Vitalik's 7 questions
Vitalik asked 7 questions. Here's my answers.
1. Bitmain and affiliated pools now have ~53% of all bitcoin hashpower. Isn't this a really big problem?
For those who are steeped in 51% thinking, it is a breach. But for those who are more thoughtful, the number was always just a number. Miners always are encouraged by the cash flow they need to buy the energy. So just having "more hashrate" doesn't change the fact that you need to keep paying your bills, and given the size of these operations, the bills will keep coming for a while.
What 51% means is that you can technically put in a dodgy transaction. Fine, but you still face several barriers, the primary of which is - everyone will know. As soon as it is known that there are dodgy transactions, the price will drop. Or the chain forks. See, bills, above, and now the clanger is that Bitmain needs a transaction that increases its cash flow overall, over time, so the price has to go up. What dodgy transaction is going to cause the price to go up?
So, there is little danger here - for BTC. Where there is danger is if there is a more complicated system, such as BTC having the same mining rigs as BCH. But that's a post for another day.
2. Why aren't there any useful large-scale applications yet?
I've been presenting and writing on this for over 6 months. The answer is this - businesses are scared to deploy their capital because of 3-Security and 7-Governance, below.
3. Why are there not yet good solutions to account security? When will the problem of account hacks and thefts be solved?
The problem is that security is best seen as a holistic approach. It effects all elements of the technical system. This is a hard lesson for security people to learn, some never learn it, but the basic flaw in infosec thinking is this:
Infosec people think that security needs a technical solution, delivered to humans - but no: Security is of the humans, and security needs a human solution, with technical elements.
In particular, blockchain security thinking is blinkered. It thinks blockchain is secure because the chain is secure, and the chain is secure because e.g., 1-Hashpower above. But actually that's nonsense, because the only security result that matters is, does the human have the value at the end? And the answer is no - we're looking at something like a 30% loss rate over all for blockchain, which is worse than mattresses. It's also worse than banks, unless you include bailouts and QE stealth bailouts.

▶ **CHALLENGE**:
Please rewrite the paragraph of the post that begins "What 51% means" more briefly, keeping its main facts. The material that comes next isn't needed.

(Segmentation labeling items)
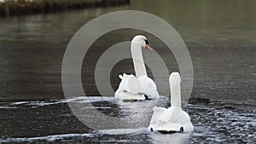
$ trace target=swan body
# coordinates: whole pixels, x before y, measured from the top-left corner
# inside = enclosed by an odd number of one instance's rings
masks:
[[[115,98],[134,101],[159,98],[157,87],[147,74],[143,58],[143,48],[148,48],[149,50],[152,50],[144,36],[136,36],[131,43],[131,51],[136,76],[125,73],[119,75],[121,82],[114,94]]]
[[[190,118],[181,107],[180,76],[172,72],[169,78],[171,89],[171,107],[153,108],[154,113],[150,121],[149,130],[163,133],[192,132],[194,126]]]

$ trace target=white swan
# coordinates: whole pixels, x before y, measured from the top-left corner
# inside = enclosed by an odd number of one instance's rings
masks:
[[[169,78],[171,89],[171,107],[153,108],[154,113],[150,121],[149,130],[162,133],[192,132],[194,126],[187,112],[182,110],[180,75],[172,72]]]
[[[136,76],[124,73],[119,75],[121,82],[114,97],[119,100],[145,100],[159,98],[154,82],[148,77],[143,57],[143,48],[152,49],[148,46],[148,41],[144,36],[136,36],[131,43],[131,57]]]

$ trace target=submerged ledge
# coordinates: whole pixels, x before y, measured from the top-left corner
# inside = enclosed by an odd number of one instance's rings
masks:
[[[130,4],[130,0],[0,0],[0,16]]]

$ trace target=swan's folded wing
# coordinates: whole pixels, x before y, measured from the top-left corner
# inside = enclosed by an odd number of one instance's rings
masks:
[[[176,122],[182,114],[182,109],[177,107],[167,108],[157,119],[159,123]]]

▶ **TASK RESPONSE**:
Having 51% of hashpower technically lets a miner put in a dodgy transaction, but barriers remain, chiefly that everyone will know. Once dodgy transactions are known, the price will drop, or the chain forks. Bitmain has bills to pay, so it needs transactions that raise its cash flow over time, which means the price has to go up, and no dodgy transaction would cause that.